● Problem requirements:
Your answer must consist of exactly the lines below, starting with the line with "water and report the pixel coordinates." and going on through the line with "cabin and report the pixel coordinates.", and nothing else.
Provided material: Begin
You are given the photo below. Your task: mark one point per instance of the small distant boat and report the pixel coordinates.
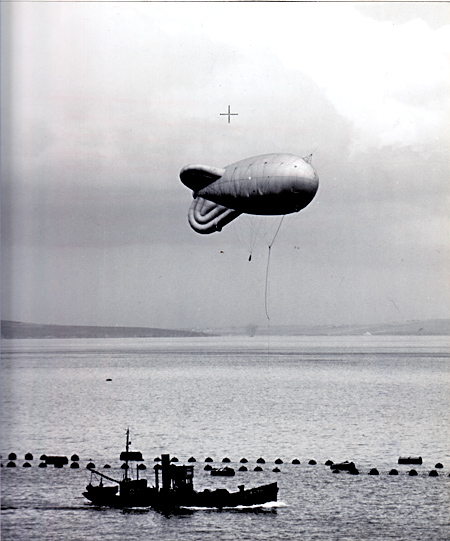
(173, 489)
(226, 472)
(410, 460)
Provided material: End
Provided material: Begin
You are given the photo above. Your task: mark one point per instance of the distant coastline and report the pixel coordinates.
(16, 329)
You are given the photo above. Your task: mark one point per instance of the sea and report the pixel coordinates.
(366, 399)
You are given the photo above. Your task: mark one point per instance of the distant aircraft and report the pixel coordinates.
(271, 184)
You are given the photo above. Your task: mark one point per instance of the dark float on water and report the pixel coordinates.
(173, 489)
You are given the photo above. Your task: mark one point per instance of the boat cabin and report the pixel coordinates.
Provided material: End
Provided material: Begin
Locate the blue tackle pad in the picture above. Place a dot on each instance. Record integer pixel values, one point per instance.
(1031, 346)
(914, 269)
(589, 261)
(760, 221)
Provided material: End
● Task solution:
You are given the photo above. Your task: mark one point per instance of the dark float on water and report the pixel coordinates.
(173, 489)
You are given the photo above. Your task: mark one point per instance of the boat cabin and report the pixel coordinates.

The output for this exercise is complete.